◆ RECORDS FOR THIS EXERCISE
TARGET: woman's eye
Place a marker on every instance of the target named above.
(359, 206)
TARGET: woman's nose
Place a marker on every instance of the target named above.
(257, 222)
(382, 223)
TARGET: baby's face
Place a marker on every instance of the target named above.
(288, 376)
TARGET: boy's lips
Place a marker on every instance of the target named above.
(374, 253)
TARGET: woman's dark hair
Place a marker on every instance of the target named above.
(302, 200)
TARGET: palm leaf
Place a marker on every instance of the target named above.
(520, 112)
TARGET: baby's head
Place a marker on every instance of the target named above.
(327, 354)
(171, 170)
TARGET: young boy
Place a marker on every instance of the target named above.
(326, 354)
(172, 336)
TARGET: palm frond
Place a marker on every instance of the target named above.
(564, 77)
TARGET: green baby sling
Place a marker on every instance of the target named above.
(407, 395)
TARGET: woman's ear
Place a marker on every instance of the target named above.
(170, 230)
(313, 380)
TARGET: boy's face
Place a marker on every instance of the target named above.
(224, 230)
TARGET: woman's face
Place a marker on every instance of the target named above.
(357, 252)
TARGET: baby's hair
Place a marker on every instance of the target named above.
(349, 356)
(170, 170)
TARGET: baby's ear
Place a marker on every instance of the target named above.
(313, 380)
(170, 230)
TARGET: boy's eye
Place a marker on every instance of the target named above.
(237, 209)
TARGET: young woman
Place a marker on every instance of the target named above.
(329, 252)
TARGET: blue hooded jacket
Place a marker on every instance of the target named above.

==

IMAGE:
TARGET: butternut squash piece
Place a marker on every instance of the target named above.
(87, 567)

==

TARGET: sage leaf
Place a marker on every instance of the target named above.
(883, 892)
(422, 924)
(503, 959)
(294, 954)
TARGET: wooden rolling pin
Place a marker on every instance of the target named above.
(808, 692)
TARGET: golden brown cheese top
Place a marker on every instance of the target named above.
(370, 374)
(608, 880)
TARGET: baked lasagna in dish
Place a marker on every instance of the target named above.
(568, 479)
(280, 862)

◆ GIVEN EXERCISE
How many lines in the material above contain the string "hair"? Reply with the number alone.

◆ RESULT OF THE TASK
2